### Exercise instructions
Hunt for the word "window" across the entries below, copying each line that holds it.

### Data extract
<<<<

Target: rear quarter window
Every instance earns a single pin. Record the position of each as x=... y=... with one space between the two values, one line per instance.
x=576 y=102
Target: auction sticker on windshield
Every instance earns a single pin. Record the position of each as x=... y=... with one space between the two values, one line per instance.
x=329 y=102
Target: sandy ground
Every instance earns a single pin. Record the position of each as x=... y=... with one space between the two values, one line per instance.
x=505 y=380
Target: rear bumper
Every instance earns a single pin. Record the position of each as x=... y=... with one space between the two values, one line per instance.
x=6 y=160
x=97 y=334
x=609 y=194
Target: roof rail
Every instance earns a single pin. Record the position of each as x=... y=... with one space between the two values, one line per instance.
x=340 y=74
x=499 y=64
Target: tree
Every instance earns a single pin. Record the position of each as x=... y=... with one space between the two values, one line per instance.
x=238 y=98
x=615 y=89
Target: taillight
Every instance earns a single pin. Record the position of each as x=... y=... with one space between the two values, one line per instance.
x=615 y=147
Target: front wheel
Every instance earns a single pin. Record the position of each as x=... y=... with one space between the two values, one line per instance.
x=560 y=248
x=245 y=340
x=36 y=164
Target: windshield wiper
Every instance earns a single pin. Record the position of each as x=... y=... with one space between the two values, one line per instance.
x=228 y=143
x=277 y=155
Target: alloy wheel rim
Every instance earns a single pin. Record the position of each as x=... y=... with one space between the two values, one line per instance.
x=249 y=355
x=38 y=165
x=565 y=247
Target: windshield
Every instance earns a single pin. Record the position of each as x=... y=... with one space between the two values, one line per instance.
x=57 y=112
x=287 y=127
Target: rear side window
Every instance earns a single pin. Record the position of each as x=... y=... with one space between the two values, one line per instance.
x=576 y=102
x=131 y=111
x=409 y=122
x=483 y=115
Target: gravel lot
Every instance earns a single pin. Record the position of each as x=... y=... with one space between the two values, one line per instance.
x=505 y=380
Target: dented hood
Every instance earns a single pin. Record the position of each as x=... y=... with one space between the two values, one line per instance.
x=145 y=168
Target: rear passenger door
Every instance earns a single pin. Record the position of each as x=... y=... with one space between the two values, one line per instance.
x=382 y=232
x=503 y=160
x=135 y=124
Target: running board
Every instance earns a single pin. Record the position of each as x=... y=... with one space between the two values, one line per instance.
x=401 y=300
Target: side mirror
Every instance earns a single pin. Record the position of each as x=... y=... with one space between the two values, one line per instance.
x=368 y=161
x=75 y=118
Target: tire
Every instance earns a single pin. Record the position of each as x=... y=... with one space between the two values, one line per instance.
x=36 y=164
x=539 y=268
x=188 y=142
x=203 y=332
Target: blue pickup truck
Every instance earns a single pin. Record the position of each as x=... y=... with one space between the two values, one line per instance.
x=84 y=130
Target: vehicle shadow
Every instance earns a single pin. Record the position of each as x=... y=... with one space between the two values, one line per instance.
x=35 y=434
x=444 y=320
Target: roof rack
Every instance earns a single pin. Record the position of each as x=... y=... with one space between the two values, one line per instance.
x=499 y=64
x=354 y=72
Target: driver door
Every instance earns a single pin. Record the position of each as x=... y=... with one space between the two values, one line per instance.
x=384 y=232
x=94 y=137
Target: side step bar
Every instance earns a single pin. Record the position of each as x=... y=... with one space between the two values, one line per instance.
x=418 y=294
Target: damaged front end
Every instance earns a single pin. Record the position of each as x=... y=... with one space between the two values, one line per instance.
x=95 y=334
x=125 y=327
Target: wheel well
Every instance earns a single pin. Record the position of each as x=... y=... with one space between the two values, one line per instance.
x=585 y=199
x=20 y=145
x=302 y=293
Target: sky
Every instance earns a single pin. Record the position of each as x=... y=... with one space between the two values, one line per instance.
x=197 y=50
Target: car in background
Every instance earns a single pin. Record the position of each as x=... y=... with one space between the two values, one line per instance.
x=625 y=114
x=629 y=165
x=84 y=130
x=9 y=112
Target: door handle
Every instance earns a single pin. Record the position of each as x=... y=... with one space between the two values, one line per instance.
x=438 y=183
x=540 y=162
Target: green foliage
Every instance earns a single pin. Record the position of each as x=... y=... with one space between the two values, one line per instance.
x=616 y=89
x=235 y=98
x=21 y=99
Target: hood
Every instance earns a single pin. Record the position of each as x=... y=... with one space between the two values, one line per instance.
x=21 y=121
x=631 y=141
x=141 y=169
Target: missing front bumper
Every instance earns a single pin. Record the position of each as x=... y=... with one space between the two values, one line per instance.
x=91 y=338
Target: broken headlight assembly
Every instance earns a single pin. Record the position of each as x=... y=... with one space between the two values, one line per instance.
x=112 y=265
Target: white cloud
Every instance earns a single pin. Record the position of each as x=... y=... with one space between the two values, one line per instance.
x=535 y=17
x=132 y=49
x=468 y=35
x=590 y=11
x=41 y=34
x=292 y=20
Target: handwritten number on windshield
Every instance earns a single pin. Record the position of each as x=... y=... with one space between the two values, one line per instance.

>>>>

### Task answer
Target: rear quarter window
Target: rear side window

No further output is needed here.